#### [Data for the task]
##########

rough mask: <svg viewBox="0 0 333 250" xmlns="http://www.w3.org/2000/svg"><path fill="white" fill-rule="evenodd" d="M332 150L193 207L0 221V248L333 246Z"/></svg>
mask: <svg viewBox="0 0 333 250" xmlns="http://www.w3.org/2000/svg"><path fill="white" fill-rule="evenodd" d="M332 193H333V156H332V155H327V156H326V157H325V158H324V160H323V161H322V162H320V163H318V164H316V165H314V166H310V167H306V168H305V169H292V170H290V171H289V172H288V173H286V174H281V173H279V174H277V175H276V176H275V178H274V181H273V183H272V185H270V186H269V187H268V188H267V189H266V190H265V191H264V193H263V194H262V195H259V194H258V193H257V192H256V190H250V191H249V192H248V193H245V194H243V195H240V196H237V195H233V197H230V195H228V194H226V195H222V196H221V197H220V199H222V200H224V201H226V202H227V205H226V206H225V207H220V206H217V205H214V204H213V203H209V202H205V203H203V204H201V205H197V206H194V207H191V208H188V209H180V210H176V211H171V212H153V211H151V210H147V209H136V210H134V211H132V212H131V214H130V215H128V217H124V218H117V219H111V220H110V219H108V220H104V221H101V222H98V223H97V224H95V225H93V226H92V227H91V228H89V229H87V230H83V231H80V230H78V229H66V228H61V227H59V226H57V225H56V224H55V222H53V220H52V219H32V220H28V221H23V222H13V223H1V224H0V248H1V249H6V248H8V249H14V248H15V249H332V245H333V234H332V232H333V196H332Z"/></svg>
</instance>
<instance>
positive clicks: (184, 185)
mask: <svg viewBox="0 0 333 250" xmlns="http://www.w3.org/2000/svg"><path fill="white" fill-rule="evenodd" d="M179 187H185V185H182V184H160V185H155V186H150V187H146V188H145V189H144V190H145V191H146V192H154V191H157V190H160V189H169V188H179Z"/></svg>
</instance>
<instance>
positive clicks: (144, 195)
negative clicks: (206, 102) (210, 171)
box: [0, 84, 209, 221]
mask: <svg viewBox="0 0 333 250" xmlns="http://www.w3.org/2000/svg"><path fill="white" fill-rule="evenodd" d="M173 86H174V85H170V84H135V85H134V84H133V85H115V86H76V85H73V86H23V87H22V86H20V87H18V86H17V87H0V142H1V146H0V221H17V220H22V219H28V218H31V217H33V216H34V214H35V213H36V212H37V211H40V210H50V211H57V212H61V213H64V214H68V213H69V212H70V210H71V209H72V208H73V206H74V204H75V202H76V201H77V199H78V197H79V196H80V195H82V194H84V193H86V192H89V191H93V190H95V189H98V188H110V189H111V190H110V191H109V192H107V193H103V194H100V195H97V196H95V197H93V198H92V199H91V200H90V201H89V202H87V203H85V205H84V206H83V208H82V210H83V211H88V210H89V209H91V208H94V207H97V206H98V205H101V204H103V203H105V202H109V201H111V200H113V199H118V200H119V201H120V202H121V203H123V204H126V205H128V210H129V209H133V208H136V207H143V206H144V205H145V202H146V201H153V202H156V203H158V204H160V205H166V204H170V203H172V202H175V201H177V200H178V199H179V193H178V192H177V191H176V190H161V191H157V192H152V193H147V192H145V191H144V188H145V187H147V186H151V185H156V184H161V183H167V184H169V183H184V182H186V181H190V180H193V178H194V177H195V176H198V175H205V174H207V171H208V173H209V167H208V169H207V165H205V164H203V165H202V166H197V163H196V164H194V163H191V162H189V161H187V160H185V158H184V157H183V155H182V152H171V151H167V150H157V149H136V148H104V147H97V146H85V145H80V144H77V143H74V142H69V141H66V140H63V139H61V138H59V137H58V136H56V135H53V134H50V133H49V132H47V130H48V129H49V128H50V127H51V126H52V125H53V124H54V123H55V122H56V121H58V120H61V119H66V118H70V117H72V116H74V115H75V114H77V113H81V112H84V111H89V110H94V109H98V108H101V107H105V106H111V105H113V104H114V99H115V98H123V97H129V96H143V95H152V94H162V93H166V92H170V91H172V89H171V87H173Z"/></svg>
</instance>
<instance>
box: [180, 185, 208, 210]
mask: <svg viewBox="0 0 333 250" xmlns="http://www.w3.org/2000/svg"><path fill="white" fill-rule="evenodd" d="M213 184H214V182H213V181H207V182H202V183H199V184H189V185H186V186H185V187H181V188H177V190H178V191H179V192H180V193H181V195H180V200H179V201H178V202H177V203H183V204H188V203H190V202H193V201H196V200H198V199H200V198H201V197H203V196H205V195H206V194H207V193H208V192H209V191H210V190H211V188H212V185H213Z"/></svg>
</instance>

##########

#### [Directions]
Reproduce every line of the records above character for character, without any change.

#### [Task output]
rough mask: <svg viewBox="0 0 333 250" xmlns="http://www.w3.org/2000/svg"><path fill="white" fill-rule="evenodd" d="M332 150L193 207L0 221V248L333 246Z"/></svg>
mask: <svg viewBox="0 0 333 250" xmlns="http://www.w3.org/2000/svg"><path fill="white" fill-rule="evenodd" d="M332 193H333V156H332V155H327V156H326V157H325V158H324V160H323V161H322V162H320V163H318V164H316V165H314V166H310V167H306V168H305V169H292V170H290V171H289V172H288V173H286V174H281V173H279V174H277V175H276V176H275V178H274V181H273V183H272V185H270V186H269V187H268V188H267V189H266V190H265V191H264V193H263V194H262V195H259V194H258V193H257V192H256V190H250V191H249V192H248V193H245V194H243V195H240V196H237V195H233V197H230V195H228V194H226V195H222V196H221V197H220V199H222V200H224V201H226V202H227V205H226V206H225V207H220V206H217V205H214V204H213V203H209V202H205V203H203V204H201V205H197V206H194V207H191V208H188V209H180V210H176V211H171V212H153V211H151V210H147V209H136V210H134V211H132V212H131V214H130V215H128V217H124V218H117V219H111V220H110V219H108V220H104V221H101V222H98V223H97V224H95V225H93V226H92V227H91V228H89V229H87V230H83V231H80V230H78V229H66V228H61V227H59V226H57V225H56V224H55V222H53V220H52V219H32V220H28V221H23V222H13V223H1V224H0V248H1V249H6V248H8V249H14V248H15V249H332V245H333V234H332V232H333V196H332Z"/></svg>
</instance>
<instance>
positive clicks: (184, 185)
mask: <svg viewBox="0 0 333 250" xmlns="http://www.w3.org/2000/svg"><path fill="white" fill-rule="evenodd" d="M179 187H185V185H182V184H160V185H155V186H150V187H146V188H145V189H144V190H145V191H146V192H154V191H157V190H160V189H169V188H179Z"/></svg>
</instance>
<instance>
positive clicks: (144, 195)
negative clicks: (206, 102) (210, 171)
box: [0, 84, 209, 221]
mask: <svg viewBox="0 0 333 250" xmlns="http://www.w3.org/2000/svg"><path fill="white" fill-rule="evenodd" d="M173 86H174V85H170V84H135V85H134V84H133V85H115V86H76V85H73V86H23V87H22V86H20V87H18V86H17V87H0V142H1V146H0V221H17V220H22V219H28V218H31V217H33V216H34V214H35V213H36V212H37V211H40V210H50V211H57V212H61V213H64V214H68V213H69V212H70V210H71V209H72V208H73V206H74V204H75V202H76V201H77V199H78V197H79V196H80V195H82V194H84V193H86V192H89V191H93V190H95V189H98V188H110V189H111V190H110V191H109V192H107V193H103V194H100V195H97V196H95V197H93V198H92V199H91V200H90V201H89V202H87V203H85V205H84V206H83V208H82V210H83V211H88V210H89V209H91V208H94V207H97V206H98V205H101V204H103V203H105V202H109V201H111V200H113V199H118V200H119V201H120V202H121V203H123V204H126V205H128V210H129V209H133V208H136V207H143V206H144V205H145V202H146V201H153V202H156V203H158V204H160V205H166V204H170V203H172V202H175V201H177V200H178V199H179V193H178V192H177V191H176V190H161V191H157V192H152V193H147V192H145V191H144V188H145V187H147V186H151V185H156V184H161V183H167V184H169V183H184V182H186V181H190V180H193V178H194V177H195V176H198V175H205V174H207V171H208V173H209V167H208V169H207V165H205V164H203V165H202V166H197V163H196V164H194V163H191V162H189V161H187V160H185V158H184V157H183V155H182V152H171V151H167V150H157V149H136V148H104V147H97V146H85V145H80V144H77V143H74V142H69V141H66V140H63V139H61V138H59V137H58V136H56V135H53V134H50V133H49V132H47V130H48V129H49V128H50V127H51V126H52V125H53V124H54V123H55V122H56V121H58V120H61V119H66V118H70V117H72V116H74V115H75V114H77V113H81V112H84V111H89V110H94V109H98V108H101V107H105V106H111V105H113V104H114V99H115V98H123V97H129V96H143V95H152V94H162V93H166V92H170V91H172V89H171V87H173Z"/></svg>
</instance>
<instance>
box: [180, 185, 208, 210]
mask: <svg viewBox="0 0 333 250" xmlns="http://www.w3.org/2000/svg"><path fill="white" fill-rule="evenodd" d="M213 184H214V182H213V181H207V182H202V183H199V184H189V185H186V186H185V187H181V188H177V190H178V191H179V192H180V193H181V195H180V200H179V201H178V202H177V203H183V204H188V203H190V202H193V201H196V200H198V199H200V198H201V197H203V196H205V195H206V194H207V193H208V192H209V191H210V190H211V188H212V185H213Z"/></svg>
</instance>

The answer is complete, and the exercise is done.